Stated goal
Please translate this sentence from the item response theory text into Spanish: "It is rare to observe an item with differential discrimination but equivalent difficulty."

Text shown
_ _ _
Sometimes, people with the same ability but from different groups have different probabilities of correctly answering an item. Only the measured ability is supposed to impact the probability of successfully answering a question, so if there are differences based on group membership, then the test item might be biased. This can be investigated by seeing if there are different ICCs across groups — there can be differences in both difficulty and in discrimination. If an item is labeled with DIF (for Differential Item Functioning), then that item can be removed to attempt to reduce test bias.
Experiment with DIF: Visualization
Here you can see how an item can show a differential functioning unrelated to ability but instead to group differences. For example, let’s say this item assesses intelligence, but it does so differently for 2 groups with the same ability level.
When an item only shows difference in difficulty for different groups, this is called uniform DIF. When the discrimination is also different, this is called non-uniform DIF. It is rare to observe an item with differential discrimination but equivalent difficulty.
TIF & 1PL simulation
So far, we’ve talked about looking at items assessing the ability of one person. In practice, though, IRT is often used to validate questionnaire items, to see what level of ability an item measures and how well it distinguishes between groups. To investigate how test items relate to ability, questionnaires are piloted with a lot of participants, and then the IRT model is fitted to the data.
TIF (Test Information Function)
Now that we have our items and we know how they behave individually, we would like to understand how the test as a whole actually works.
_ _ _
Listing
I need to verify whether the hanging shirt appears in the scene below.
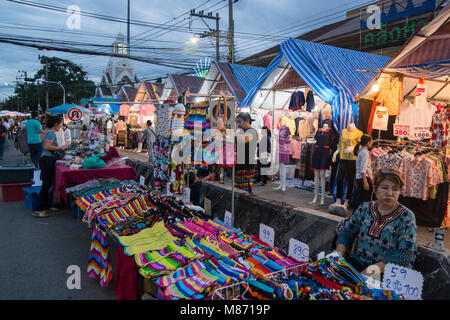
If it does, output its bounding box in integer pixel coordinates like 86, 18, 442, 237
289, 139, 302, 160
289, 91, 305, 111
376, 78, 403, 116
338, 128, 363, 160
250, 112, 264, 134
119, 104, 130, 117
280, 116, 296, 137
356, 147, 372, 179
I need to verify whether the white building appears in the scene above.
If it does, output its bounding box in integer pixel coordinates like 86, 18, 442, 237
95, 33, 139, 98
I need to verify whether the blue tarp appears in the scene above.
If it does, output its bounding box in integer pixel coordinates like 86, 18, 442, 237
_ _ _
Written answer
Es raro observar un ítem con discriminación diferencial pero dificultad equivalente.